▶ Your objective
For every line below that includes the word "circular", add one; report the final number and nothing else.

Image-grounded pointing data:
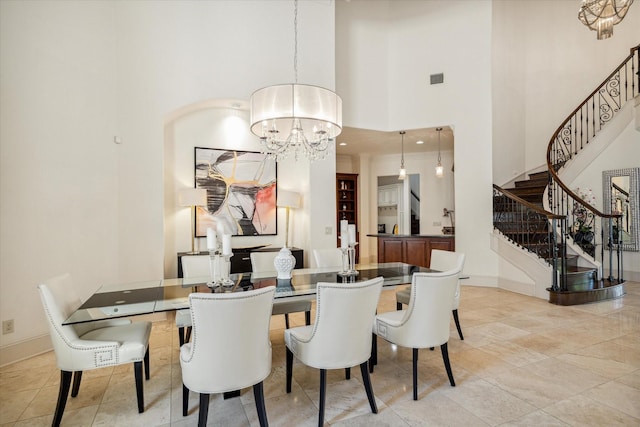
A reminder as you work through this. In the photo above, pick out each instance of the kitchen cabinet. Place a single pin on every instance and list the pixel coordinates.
(411, 249)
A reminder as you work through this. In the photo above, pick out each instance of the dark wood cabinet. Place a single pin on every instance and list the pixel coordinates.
(347, 203)
(415, 250)
(241, 259)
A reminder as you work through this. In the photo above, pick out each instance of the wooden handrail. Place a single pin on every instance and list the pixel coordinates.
(552, 170)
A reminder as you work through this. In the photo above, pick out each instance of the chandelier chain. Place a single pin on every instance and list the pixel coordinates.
(439, 158)
(295, 40)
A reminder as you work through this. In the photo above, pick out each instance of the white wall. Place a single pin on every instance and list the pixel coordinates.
(74, 75)
(564, 63)
(59, 167)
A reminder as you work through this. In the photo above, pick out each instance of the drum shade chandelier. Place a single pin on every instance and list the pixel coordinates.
(602, 15)
(296, 118)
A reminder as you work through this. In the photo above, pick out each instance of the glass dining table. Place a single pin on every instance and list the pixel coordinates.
(154, 296)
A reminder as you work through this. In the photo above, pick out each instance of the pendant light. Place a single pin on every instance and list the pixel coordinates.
(439, 168)
(403, 172)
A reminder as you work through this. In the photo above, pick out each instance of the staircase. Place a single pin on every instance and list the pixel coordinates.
(535, 237)
(542, 216)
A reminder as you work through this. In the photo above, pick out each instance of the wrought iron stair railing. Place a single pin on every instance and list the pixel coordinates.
(589, 228)
(533, 229)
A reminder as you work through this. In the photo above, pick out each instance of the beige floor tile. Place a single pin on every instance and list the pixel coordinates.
(513, 353)
(580, 410)
(632, 380)
(12, 405)
(607, 359)
(537, 418)
(574, 379)
(619, 396)
(535, 389)
(480, 363)
(488, 402)
(435, 409)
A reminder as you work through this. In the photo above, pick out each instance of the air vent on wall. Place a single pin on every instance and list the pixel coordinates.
(437, 78)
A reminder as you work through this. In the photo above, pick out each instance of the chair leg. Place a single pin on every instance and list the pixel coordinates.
(289, 369)
(323, 392)
(204, 410)
(367, 386)
(447, 365)
(146, 365)
(185, 400)
(455, 318)
(415, 374)
(258, 393)
(137, 370)
(181, 336)
(77, 377)
(373, 360)
(65, 384)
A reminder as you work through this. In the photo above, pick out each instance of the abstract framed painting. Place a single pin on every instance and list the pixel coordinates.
(241, 191)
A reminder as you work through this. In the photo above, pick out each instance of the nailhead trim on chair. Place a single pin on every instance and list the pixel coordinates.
(99, 362)
(193, 320)
(318, 304)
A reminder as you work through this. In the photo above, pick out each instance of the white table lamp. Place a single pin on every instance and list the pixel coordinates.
(288, 200)
(192, 197)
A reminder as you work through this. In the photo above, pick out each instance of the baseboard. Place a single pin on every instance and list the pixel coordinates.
(25, 349)
(482, 281)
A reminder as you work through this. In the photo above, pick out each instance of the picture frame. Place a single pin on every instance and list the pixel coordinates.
(241, 191)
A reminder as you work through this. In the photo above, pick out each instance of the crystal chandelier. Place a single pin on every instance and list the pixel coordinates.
(602, 15)
(295, 118)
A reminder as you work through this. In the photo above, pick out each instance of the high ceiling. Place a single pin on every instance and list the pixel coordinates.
(379, 142)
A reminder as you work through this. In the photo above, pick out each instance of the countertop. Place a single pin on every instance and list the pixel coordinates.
(386, 235)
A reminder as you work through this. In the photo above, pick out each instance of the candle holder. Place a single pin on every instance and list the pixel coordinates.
(225, 267)
(214, 268)
(348, 261)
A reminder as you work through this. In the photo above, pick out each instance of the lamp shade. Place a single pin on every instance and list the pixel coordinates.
(288, 199)
(192, 197)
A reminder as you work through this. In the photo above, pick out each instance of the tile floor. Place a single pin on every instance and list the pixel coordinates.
(523, 362)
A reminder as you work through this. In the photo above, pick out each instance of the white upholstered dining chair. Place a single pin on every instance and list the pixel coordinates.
(262, 265)
(192, 266)
(340, 336)
(92, 345)
(425, 323)
(328, 257)
(230, 349)
(440, 261)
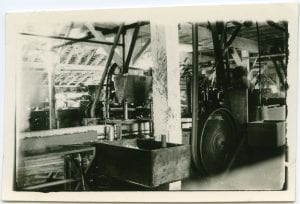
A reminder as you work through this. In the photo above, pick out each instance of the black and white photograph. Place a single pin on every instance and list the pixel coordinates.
(133, 101)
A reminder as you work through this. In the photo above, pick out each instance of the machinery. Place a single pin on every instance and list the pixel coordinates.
(220, 104)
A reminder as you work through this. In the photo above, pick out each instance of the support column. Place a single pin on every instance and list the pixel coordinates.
(166, 82)
(166, 85)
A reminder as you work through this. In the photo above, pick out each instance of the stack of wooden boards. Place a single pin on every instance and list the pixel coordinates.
(41, 155)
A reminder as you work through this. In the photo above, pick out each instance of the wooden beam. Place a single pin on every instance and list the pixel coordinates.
(99, 36)
(141, 51)
(166, 84)
(107, 31)
(131, 48)
(104, 42)
(239, 42)
(236, 57)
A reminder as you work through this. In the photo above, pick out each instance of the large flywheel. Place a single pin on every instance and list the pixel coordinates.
(215, 142)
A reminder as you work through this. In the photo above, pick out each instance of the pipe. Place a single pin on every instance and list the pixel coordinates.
(110, 57)
(195, 96)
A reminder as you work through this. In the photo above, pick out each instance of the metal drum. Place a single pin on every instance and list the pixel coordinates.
(215, 142)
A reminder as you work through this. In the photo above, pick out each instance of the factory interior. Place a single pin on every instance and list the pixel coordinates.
(141, 106)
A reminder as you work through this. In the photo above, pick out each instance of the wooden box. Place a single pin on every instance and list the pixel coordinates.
(266, 133)
(143, 162)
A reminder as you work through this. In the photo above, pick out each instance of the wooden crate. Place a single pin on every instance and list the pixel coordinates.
(266, 133)
(143, 162)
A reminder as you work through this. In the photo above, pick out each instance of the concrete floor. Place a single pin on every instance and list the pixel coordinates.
(253, 170)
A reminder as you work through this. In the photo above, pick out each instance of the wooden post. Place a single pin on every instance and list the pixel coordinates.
(52, 59)
(166, 88)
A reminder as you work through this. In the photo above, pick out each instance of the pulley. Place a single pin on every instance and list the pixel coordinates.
(215, 142)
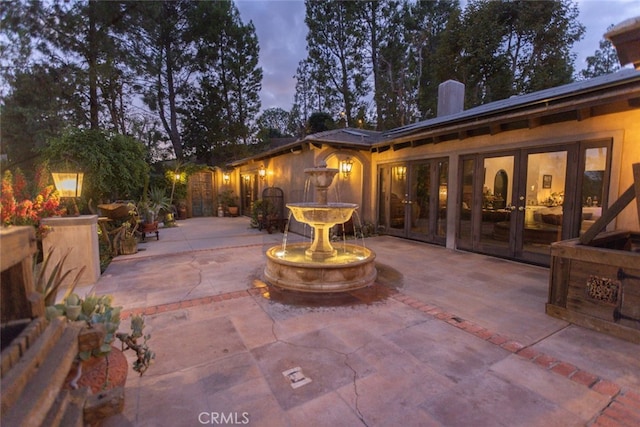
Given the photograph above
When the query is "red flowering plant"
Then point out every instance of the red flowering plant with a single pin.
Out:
(19, 207)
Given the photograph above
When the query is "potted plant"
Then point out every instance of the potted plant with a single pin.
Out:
(99, 365)
(150, 207)
(229, 202)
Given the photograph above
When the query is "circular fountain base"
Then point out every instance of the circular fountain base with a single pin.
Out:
(352, 268)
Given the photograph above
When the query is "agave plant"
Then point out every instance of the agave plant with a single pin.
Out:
(49, 284)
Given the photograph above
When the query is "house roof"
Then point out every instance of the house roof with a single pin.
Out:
(532, 110)
(573, 101)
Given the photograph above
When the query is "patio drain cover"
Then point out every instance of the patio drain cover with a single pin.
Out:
(297, 378)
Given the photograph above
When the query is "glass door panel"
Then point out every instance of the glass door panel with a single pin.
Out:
(419, 202)
(417, 199)
(593, 186)
(496, 227)
(398, 201)
(544, 208)
(441, 219)
(467, 202)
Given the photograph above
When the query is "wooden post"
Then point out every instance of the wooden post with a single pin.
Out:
(616, 208)
(636, 183)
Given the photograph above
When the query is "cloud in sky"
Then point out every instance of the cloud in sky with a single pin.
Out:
(282, 35)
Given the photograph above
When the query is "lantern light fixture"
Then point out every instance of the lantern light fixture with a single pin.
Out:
(346, 166)
(400, 172)
(68, 184)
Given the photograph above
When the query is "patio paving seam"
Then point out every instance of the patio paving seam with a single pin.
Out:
(125, 258)
(623, 408)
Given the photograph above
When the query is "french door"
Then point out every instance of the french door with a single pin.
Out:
(413, 199)
(514, 204)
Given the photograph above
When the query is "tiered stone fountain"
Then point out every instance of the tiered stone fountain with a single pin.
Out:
(319, 266)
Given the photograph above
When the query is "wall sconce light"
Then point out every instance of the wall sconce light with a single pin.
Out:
(400, 172)
(345, 167)
(69, 185)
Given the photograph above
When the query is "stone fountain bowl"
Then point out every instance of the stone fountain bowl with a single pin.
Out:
(352, 269)
(322, 214)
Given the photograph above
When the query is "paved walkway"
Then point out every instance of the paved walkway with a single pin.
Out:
(443, 338)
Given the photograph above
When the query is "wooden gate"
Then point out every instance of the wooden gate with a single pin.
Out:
(201, 190)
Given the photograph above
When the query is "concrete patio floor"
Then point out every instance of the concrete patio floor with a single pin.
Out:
(444, 338)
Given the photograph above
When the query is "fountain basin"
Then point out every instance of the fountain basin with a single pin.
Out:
(317, 214)
(352, 268)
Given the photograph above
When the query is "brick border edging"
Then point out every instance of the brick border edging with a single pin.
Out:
(623, 408)
(624, 405)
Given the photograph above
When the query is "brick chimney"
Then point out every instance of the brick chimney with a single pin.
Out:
(450, 98)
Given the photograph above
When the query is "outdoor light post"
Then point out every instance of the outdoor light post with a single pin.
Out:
(345, 167)
(69, 186)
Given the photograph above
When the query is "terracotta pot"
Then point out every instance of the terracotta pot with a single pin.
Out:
(94, 372)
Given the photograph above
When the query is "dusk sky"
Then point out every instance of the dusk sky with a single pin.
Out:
(282, 36)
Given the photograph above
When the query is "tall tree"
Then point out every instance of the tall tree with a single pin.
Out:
(425, 23)
(225, 100)
(77, 38)
(275, 121)
(516, 47)
(29, 118)
(603, 61)
(335, 44)
(165, 59)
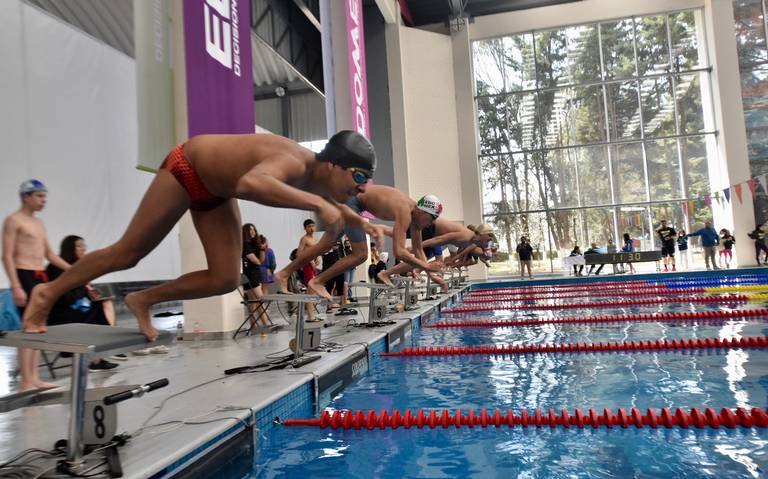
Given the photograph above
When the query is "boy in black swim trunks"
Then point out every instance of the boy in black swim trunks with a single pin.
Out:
(668, 237)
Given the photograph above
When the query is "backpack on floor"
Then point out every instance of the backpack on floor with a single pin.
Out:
(9, 314)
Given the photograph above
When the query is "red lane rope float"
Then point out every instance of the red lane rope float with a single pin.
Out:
(629, 293)
(664, 418)
(681, 316)
(510, 349)
(733, 298)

▶ Answer to this task
2